**PROBLEM DESCRIPTION:** Each line below is to be set down again exactly.

**SUPPLIED MATERIAL:**
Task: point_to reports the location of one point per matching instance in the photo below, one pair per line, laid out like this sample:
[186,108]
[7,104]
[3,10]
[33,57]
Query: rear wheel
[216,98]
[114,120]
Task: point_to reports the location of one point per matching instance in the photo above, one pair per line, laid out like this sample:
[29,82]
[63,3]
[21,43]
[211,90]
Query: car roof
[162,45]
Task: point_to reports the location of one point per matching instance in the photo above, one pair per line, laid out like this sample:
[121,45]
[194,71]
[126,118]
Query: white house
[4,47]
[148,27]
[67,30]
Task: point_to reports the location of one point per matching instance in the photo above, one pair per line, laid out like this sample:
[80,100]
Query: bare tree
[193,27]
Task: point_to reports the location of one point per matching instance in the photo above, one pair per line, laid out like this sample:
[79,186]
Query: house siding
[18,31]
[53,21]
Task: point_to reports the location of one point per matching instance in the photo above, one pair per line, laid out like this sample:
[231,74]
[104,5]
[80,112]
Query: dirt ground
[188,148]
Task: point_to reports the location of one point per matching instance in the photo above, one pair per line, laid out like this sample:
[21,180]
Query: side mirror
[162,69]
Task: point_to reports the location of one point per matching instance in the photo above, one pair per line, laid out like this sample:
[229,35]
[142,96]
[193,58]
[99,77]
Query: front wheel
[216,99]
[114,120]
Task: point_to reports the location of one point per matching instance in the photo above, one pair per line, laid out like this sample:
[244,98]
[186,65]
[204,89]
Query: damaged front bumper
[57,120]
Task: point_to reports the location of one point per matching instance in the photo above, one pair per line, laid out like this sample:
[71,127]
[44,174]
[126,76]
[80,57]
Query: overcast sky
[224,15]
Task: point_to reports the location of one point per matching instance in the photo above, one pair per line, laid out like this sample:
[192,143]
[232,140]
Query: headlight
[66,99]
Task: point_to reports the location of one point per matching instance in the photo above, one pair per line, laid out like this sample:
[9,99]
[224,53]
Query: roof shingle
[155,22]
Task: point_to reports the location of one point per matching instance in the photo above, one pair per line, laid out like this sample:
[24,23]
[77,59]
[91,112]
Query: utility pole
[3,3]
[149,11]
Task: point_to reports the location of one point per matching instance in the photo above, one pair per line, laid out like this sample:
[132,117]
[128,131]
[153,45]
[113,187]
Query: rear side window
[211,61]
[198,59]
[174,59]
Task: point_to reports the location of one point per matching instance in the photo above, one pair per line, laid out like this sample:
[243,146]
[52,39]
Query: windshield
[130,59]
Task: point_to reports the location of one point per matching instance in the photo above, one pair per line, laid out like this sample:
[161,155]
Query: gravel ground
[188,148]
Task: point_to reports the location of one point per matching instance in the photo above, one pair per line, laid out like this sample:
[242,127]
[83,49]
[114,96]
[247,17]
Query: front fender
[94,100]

**TASK OUTPUT:**
Task: point_to reports the location of one point per matching instance in the photo below, one pair per line, laid out like this sample:
[186,108]
[7,104]
[3,10]
[33,57]
Query: rear wheel
[216,98]
[114,120]
Task: point_to reports the location of one point per matching instance in the photo above, one pair per line, laid out like this sample:
[29,82]
[63,3]
[21,43]
[211,90]
Query: car roof
[162,45]
Task: point_to reports the location of one point per matching instance in the photo above, one pair per line, laid out like this sample:
[121,45]
[194,71]
[126,118]
Query: white house
[4,47]
[148,27]
[67,30]
Task: point_to reports the location of one point per matching instance in the photo above, one pair per line, laid out like this sample:
[80,100]
Query: bare tree
[193,27]
Task: point_to reports the location of one point per matching instance in the photo above, one pair per line, laid out like this sample:
[79,186]
Query: house siding
[18,31]
[53,21]
Task: point_to reports the location of one point per matching instance in the photo above, one pair per line, laid out like this sample:
[231,74]
[104,5]
[80,112]
Query: dirt ground
[188,148]
Task: point_to reports the location of one point per matching instance in the photo above, one pair per line, laid out like this sample:
[21,180]
Query: side mirror
[162,69]
Task: point_to reports the location of one point per matching instance in the photo above, one pair per line, laid out like this sample:
[229,35]
[142,96]
[193,58]
[99,77]
Query: front wheel
[216,99]
[114,120]
Task: point_to reports the location of one point per matching instance in the photo above, one pair per line, laid out like this sample:
[244,98]
[186,65]
[204,89]
Query: damaged front bumper
[57,120]
Task: point_to reports the location of one point per matching instance in the photo above, one pair per line, laid out like this sample:
[71,127]
[44,174]
[126,76]
[80,57]
Query: overcast sky
[224,15]
Task: point_to reports the location of one point per matching instance in the photo above, one pair per line, laid out like this sample:
[192,143]
[232,140]
Query: headlight
[66,99]
Task: point_to reports the location of one point per matching instance in the photo above, one pair per line, laid out like this sample:
[9,99]
[224,53]
Query: roof shingle
[155,22]
Task: point_to reports the location of one point per matching instance in the photo above, one pair per line, laid out like this sample:
[24,23]
[77,59]
[91,112]
Query: utility pole
[3,3]
[149,11]
Task: point_to reports the location of one point per matching instance in the photo above, one pair per line, laid out like this sample:
[132,117]
[128,131]
[153,45]
[113,187]
Query: rear side window
[211,61]
[198,59]
[174,59]
Task: point_to reports the location of one point per matching instance in the photo above, one pair per line, laid out like this sample:
[243,146]
[52,39]
Query: windshield
[130,59]
Task: point_to reports the location of one point per matching instance in the photo above, one pair per line, laid out like this sample:
[161,155]
Query: gravel ground
[188,148]
Task: point_to reports the location of one point per matching instance in the photo above, one pair per line, laid out like this sample:
[242,127]
[83,49]
[114,96]
[247,17]
Query: front fender
[94,100]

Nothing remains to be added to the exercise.